■ Task requirements ■
The task calls for each record to be given again exactly.

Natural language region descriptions
#####

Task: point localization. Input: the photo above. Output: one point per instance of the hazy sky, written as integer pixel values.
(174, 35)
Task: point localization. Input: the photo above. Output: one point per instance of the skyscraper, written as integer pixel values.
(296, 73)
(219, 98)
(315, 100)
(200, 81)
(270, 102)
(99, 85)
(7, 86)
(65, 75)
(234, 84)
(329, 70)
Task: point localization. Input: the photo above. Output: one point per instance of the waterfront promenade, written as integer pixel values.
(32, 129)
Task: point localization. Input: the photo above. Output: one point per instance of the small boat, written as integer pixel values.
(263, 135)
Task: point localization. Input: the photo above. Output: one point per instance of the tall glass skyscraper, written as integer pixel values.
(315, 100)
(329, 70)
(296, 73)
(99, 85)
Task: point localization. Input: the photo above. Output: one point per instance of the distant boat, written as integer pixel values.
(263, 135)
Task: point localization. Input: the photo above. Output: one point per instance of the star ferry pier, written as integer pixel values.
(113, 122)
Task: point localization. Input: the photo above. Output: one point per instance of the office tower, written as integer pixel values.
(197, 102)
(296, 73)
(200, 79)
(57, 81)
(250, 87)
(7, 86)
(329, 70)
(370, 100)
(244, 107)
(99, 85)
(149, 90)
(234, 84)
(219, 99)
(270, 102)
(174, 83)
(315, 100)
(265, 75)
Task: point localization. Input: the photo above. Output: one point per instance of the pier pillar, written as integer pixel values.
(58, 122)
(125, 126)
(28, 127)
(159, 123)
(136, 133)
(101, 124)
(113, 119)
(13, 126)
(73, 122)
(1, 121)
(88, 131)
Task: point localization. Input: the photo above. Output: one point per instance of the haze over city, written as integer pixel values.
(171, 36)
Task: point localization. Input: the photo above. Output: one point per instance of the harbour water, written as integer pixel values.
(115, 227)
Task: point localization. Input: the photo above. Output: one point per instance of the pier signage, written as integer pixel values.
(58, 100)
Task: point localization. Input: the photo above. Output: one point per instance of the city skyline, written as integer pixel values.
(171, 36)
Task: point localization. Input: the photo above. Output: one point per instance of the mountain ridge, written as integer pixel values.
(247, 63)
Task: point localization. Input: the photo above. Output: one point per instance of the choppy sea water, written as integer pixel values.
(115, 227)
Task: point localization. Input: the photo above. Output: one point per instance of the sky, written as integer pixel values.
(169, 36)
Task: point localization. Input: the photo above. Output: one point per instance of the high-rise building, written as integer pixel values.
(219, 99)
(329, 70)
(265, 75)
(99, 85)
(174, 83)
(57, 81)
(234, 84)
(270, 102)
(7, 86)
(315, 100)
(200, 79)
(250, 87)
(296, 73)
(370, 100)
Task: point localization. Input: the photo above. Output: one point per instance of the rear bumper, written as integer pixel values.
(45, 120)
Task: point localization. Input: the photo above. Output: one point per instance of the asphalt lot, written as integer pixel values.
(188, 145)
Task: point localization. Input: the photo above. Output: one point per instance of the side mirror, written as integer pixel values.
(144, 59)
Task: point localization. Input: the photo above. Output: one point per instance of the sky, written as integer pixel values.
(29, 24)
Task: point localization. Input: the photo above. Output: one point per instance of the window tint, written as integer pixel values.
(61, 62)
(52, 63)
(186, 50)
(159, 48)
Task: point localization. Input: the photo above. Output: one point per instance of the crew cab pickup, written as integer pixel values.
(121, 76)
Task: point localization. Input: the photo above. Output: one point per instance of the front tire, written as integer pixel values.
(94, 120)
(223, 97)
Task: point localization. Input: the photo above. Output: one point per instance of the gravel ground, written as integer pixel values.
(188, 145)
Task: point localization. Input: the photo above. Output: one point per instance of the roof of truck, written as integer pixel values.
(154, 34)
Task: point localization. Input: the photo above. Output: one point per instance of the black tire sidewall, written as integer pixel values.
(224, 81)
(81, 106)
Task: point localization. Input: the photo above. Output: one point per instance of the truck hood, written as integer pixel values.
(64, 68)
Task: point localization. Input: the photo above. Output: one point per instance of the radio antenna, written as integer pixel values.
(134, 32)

#####

■ Result ■
Task: point localization. Input: the photo above. Output: one point per instance of the hazy sky, written as integer pixel values.
(174, 35)
Task: point localization. Input: the photo above. Output: one point per instance of the skyscraper, written as integer pixel values.
(296, 73)
(219, 98)
(315, 100)
(200, 81)
(270, 102)
(99, 85)
(7, 86)
(65, 75)
(234, 84)
(329, 70)
Task: point localization. Input: the photo above. Output: one point per instance of the waterfront promenade, written as integer pixel values.
(32, 129)
Task: point localization. Input: the photo above. Output: one point per instance of the small boat, written as integer pixel values.
(263, 135)
Task: point localization. Input: the photo above. Output: one point per instance of the tall glass skyscraper, written as integer pixel values.
(315, 100)
(329, 70)
(296, 73)
(99, 85)
Task: point localization. Input: the photo above. Output: one point per instance of the distant boat, written as integer pixel values.
(263, 135)
Task: point localization. Input: the photo above. Output: one point per instance of the star ferry pier, written as integer pixel values.
(113, 122)
Task: point localization. Input: the photo above. Output: one point per instance of the office tower, written as integer pixel values.
(197, 102)
(296, 73)
(200, 79)
(57, 81)
(250, 87)
(7, 86)
(329, 70)
(370, 100)
(244, 107)
(99, 85)
(149, 90)
(234, 84)
(219, 99)
(270, 102)
(174, 83)
(315, 100)
(265, 75)
Task: point localization. Input: the photo above. Output: one point per instance of the pier pillar, written as integer pixel values.
(58, 122)
(125, 126)
(28, 127)
(159, 123)
(136, 133)
(101, 124)
(113, 119)
(13, 126)
(73, 122)
(1, 121)
(88, 131)
Task: point localization. Input: the photo above. Output: one point per instance of the haze over city, written as integer pixel values.
(171, 36)
Task: point localization. Input: the photo above. Output: one point per instance of the harbour water, written as integer pixel values.
(115, 227)
Task: point localization. Input: the photo above. Output: one point per instance of the pier signage, written as integer pixel values.
(58, 100)
Task: point localization. Input: the photo above. Output: one point per instance of the city skyline, written as integer pixel values.
(171, 36)
Task: point localization. Input: the photo above. Output: one point per instance of the mountain ridge, written as integer pixel values.
(247, 63)
Task: point localization. Input: the photo above. Output: one point per instance of the choppy sea water, written as integer pixel values.
(115, 227)
Task: point localization. Input: the photo above. Output: one point per instance of the sky, written as integer pixel values.
(169, 36)
Task: point localization. Input: the photo above. Output: one point per instance of the high-rise building, written as integer pixel values.
(219, 99)
(329, 70)
(265, 75)
(99, 85)
(174, 83)
(57, 81)
(234, 84)
(270, 102)
(7, 86)
(315, 100)
(200, 79)
(250, 87)
(296, 73)
(370, 100)
Task: point localization. Input: the photo above. Output: one point per instance of the rear bumper, written as integer pixel values.
(45, 120)
Task: point localization. Input: the photo above. Output: one point per instance of the asphalt lot, written as integer pixel values.
(188, 145)
Task: point localization. Input: the photo above. Output: one point per instance of the side mirror, written as integer pixel values.
(144, 59)
Task: point localization. Input: the photo above. Output: one point per instance of the sky, written as integer pixel values.
(29, 24)
Task: point localization. Input: the photo above. Output: one point per instance of the window tint, written as integer pixel values.
(61, 62)
(52, 63)
(186, 50)
(159, 48)
Task: point localization. Input: the photo above. Output: one point per instance of the crew cab pickup, written as integer pixel values.
(121, 76)
Task: point localization. Input: the photo above. Output: one point per instance of the front tire, written as integer pixel values.
(94, 120)
(223, 97)
Task: point localization. Input: the photo above. Output: one point per instance of the gravel ground, written as integer pixel values.
(188, 145)
Task: point localization. Input: the photo above. Output: one point per instance of the roof of truck, written as integer pixel values.
(154, 34)
Task: point localization. Input: the photo above. Output: one point per instance of the black tire sidewall, written as integer pixel values.
(224, 81)
(81, 106)
Task: point localization. Input: the photo above. Output: one point per instance of the truck hood, written as integer pixel values.
(64, 68)
Task: point localization. Input: the photo above. Output: one point per instance of the radio antenna, written as integer pixel values.
(134, 32)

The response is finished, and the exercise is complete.